* [Task instructions]:
Select, from the material below, each line with "roof" in it.

Start of Entries provided

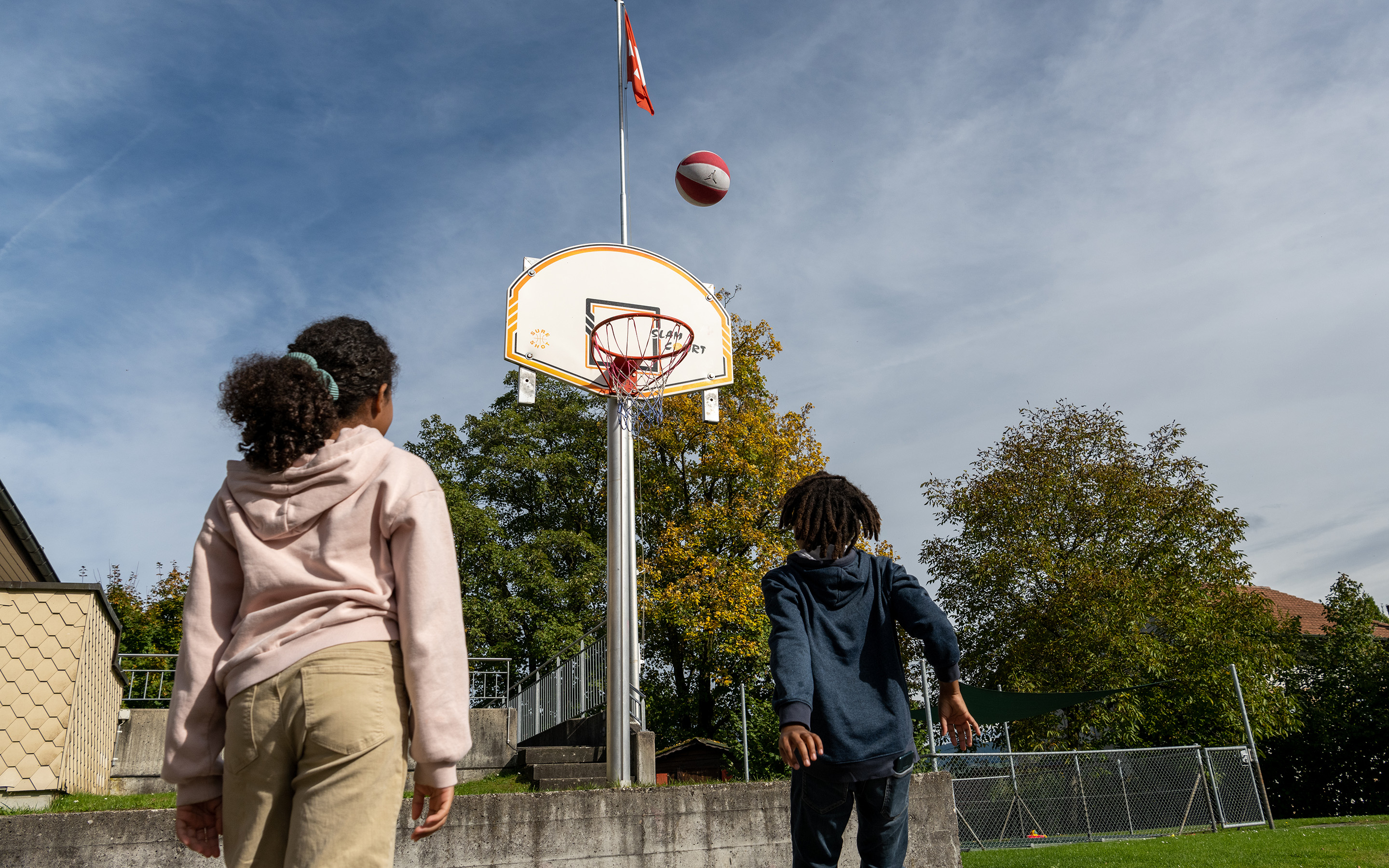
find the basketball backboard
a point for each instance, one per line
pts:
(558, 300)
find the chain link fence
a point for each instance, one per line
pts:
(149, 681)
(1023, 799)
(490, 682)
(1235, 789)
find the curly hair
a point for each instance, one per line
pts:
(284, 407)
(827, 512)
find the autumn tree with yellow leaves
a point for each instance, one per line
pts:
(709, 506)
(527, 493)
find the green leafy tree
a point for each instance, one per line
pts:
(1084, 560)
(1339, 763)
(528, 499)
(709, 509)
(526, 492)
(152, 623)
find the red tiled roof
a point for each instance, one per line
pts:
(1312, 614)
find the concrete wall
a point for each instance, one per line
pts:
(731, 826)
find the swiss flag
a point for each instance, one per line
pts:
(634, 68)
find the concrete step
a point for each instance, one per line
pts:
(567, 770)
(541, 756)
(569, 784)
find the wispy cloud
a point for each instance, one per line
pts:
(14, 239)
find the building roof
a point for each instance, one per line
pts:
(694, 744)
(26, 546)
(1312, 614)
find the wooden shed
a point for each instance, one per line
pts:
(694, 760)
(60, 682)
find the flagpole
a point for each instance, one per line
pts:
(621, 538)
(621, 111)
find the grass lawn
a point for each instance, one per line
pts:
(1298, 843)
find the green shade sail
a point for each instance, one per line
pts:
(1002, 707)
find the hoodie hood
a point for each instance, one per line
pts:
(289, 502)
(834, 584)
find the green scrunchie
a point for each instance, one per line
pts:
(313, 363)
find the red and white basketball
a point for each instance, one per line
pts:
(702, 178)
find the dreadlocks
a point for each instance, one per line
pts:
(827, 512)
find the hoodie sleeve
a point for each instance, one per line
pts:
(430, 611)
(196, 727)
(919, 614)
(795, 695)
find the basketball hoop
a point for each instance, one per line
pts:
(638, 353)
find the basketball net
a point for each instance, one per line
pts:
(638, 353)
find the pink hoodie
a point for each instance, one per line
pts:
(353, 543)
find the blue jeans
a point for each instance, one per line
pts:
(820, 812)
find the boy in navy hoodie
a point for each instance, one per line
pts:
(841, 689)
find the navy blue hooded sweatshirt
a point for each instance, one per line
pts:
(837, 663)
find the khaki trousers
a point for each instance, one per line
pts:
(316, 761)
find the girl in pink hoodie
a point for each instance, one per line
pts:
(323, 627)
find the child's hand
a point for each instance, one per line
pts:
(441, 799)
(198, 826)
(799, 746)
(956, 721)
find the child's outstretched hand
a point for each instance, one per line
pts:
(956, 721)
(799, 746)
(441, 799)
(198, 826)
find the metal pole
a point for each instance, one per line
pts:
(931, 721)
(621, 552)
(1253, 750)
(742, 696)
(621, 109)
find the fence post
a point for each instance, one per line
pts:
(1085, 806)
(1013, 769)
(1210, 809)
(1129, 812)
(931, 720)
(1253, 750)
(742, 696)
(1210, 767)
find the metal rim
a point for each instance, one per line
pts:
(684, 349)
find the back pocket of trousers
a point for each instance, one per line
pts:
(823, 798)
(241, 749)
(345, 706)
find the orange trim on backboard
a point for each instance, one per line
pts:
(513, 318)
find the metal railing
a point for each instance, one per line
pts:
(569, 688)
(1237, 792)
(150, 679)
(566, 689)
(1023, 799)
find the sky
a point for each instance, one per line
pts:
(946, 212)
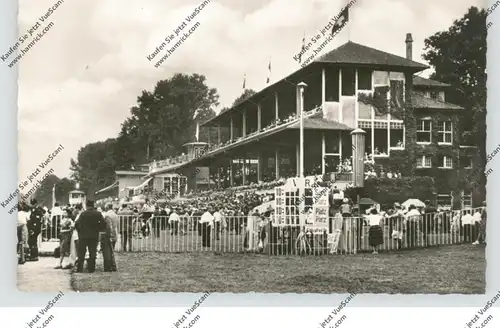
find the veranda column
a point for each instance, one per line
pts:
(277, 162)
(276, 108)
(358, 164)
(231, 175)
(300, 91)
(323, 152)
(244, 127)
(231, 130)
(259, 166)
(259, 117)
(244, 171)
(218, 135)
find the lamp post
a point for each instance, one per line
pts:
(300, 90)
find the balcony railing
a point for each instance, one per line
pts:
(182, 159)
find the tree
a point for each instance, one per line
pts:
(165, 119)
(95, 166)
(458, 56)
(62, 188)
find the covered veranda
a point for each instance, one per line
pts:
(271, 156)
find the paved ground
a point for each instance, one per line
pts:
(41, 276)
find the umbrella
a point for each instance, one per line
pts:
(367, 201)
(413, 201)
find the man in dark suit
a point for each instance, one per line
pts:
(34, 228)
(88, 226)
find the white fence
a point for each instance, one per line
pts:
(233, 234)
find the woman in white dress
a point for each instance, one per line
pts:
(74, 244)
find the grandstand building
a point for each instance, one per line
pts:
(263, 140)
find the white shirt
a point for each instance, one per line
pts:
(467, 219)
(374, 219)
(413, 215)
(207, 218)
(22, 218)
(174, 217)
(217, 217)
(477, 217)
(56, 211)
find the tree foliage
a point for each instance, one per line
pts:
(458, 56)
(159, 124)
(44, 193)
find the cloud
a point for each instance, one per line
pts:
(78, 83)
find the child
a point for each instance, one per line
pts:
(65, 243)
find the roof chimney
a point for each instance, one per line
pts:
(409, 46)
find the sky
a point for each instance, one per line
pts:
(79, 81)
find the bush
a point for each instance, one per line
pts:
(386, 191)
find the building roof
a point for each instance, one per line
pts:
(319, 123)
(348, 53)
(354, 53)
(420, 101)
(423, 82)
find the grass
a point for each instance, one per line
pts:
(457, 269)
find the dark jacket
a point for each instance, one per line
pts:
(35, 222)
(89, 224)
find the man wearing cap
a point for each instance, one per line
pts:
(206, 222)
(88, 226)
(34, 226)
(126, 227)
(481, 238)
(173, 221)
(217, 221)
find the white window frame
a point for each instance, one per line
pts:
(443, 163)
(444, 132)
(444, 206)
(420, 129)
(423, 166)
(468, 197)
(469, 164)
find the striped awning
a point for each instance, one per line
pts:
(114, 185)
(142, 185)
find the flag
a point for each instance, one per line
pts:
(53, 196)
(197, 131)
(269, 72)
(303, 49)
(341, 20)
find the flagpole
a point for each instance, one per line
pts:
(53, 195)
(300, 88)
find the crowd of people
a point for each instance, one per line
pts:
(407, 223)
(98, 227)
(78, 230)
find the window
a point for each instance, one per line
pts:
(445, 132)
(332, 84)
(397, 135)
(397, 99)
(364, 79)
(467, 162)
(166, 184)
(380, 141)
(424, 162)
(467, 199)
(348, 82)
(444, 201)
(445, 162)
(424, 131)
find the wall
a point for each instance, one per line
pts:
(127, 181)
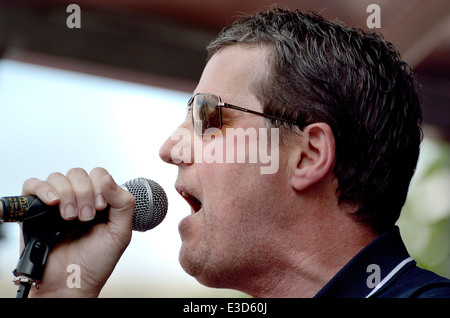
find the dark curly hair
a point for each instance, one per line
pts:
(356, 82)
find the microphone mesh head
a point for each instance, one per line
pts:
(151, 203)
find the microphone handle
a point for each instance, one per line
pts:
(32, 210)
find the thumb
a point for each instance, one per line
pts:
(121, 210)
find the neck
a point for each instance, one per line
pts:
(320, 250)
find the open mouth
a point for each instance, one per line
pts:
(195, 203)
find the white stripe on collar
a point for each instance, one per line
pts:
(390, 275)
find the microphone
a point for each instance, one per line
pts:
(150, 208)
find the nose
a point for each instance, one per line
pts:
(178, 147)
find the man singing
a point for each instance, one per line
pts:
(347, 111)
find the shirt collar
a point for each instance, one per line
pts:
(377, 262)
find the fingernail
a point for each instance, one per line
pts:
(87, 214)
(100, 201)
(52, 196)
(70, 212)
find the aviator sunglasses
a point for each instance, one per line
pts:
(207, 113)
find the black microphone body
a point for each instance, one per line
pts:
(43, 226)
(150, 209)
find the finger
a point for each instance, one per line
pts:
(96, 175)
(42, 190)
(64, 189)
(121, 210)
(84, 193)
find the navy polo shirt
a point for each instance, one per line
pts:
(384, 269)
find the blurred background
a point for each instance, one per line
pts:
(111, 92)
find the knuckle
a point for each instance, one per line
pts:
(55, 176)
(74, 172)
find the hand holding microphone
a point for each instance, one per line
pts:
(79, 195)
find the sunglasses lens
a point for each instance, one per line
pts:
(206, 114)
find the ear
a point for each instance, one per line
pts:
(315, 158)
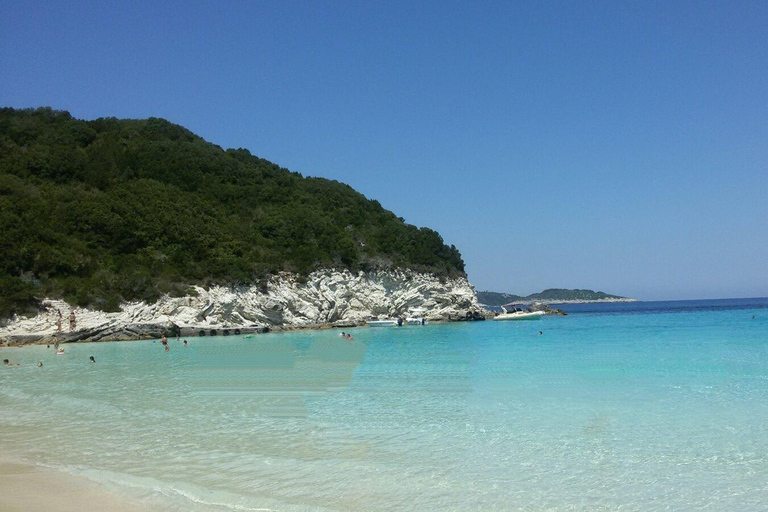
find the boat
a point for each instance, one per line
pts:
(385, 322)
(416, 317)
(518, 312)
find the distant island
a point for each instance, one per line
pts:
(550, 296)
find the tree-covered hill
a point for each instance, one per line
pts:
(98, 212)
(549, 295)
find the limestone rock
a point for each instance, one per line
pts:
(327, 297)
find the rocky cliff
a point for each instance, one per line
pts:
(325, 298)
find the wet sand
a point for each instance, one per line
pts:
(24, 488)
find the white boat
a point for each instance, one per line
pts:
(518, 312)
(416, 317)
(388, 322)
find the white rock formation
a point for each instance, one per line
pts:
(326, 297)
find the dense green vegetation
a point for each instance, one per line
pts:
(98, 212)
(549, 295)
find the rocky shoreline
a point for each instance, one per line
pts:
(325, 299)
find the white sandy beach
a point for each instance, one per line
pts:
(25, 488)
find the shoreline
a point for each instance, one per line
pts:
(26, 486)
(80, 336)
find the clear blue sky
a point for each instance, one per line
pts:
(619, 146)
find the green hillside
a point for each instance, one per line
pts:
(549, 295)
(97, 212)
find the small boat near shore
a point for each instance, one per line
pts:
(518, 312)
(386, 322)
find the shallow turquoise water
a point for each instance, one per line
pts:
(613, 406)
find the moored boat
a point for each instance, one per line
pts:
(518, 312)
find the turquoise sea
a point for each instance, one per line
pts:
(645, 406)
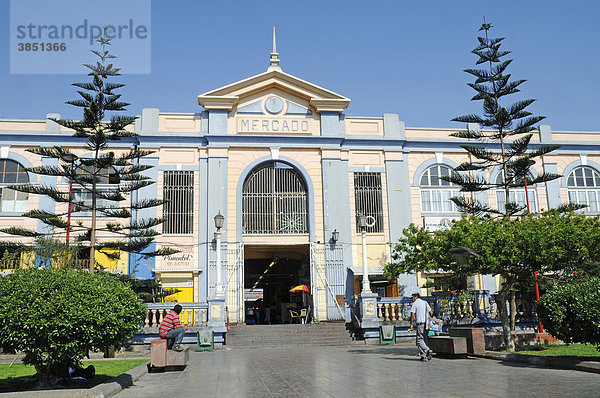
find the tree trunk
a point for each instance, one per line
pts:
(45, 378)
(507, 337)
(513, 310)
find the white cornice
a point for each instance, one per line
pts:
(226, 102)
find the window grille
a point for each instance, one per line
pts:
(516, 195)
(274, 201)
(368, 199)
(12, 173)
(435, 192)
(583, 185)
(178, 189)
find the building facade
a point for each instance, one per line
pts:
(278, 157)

End of Entries provided

* [The answer]:
find the red tiled roof
find the building roof
find the roof chimney
find the building roof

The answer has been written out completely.